[Rows of box annotation data]
-=-=-=-=-
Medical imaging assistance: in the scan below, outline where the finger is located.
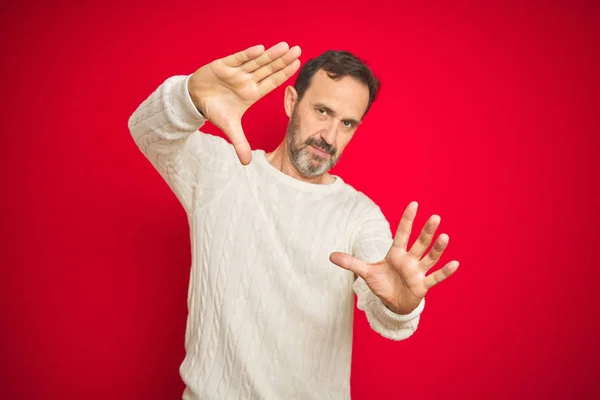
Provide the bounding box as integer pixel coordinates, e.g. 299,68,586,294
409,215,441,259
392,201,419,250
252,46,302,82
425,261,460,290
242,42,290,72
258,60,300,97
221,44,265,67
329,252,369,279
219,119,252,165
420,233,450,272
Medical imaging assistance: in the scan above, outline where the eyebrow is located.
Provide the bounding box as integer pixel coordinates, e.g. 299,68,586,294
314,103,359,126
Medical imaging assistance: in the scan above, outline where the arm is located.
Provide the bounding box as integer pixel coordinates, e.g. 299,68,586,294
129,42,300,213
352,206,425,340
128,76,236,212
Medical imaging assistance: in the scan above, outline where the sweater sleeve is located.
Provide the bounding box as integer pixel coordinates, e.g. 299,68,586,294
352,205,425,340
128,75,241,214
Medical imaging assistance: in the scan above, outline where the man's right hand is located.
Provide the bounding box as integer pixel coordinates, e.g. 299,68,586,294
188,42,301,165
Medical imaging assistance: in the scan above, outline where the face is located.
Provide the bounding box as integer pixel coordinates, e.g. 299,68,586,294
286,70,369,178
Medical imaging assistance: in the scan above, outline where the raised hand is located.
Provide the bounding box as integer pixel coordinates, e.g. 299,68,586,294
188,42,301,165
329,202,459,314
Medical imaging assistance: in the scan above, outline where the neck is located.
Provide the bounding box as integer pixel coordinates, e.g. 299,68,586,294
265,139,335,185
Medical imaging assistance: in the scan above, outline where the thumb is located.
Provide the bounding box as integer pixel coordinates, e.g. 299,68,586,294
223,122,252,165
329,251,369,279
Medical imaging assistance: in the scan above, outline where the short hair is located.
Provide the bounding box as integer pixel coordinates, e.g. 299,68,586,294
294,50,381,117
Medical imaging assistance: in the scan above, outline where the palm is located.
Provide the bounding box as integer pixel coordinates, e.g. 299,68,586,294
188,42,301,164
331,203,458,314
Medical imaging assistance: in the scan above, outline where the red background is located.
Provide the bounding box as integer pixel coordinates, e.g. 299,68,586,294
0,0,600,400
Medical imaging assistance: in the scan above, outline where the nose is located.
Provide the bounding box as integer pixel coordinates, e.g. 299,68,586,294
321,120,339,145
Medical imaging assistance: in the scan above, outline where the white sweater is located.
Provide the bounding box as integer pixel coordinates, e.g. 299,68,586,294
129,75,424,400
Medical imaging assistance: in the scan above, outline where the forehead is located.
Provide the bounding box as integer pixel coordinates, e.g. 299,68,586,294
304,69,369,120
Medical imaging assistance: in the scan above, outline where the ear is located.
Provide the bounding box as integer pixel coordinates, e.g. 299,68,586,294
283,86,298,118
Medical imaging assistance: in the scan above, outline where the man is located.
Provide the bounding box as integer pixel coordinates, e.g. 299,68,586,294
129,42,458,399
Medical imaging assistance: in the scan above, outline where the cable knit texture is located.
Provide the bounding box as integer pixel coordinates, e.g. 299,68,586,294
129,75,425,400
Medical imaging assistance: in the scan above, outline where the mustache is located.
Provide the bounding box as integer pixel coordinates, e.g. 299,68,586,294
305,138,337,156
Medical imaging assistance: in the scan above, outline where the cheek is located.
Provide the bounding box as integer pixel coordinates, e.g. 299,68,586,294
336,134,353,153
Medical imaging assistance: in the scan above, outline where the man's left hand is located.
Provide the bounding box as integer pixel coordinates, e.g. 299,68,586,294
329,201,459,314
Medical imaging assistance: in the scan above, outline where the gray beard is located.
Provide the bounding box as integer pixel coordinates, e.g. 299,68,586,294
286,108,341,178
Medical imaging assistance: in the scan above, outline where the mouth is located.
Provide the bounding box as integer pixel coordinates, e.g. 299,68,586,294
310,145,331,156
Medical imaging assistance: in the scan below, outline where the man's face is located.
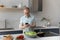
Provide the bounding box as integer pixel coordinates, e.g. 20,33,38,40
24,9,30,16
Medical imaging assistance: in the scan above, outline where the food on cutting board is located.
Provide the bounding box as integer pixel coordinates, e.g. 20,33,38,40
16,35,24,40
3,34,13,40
-=-=-=-=-
Return every line of the records above that contains the string "sweater", matching its case exactly.

# Solution to this task
Medical imaging assistance: in the scan above, outline where the sweater sleeve is located.
Medical imaging assistance: in the scan above, outline where the white sweater is located.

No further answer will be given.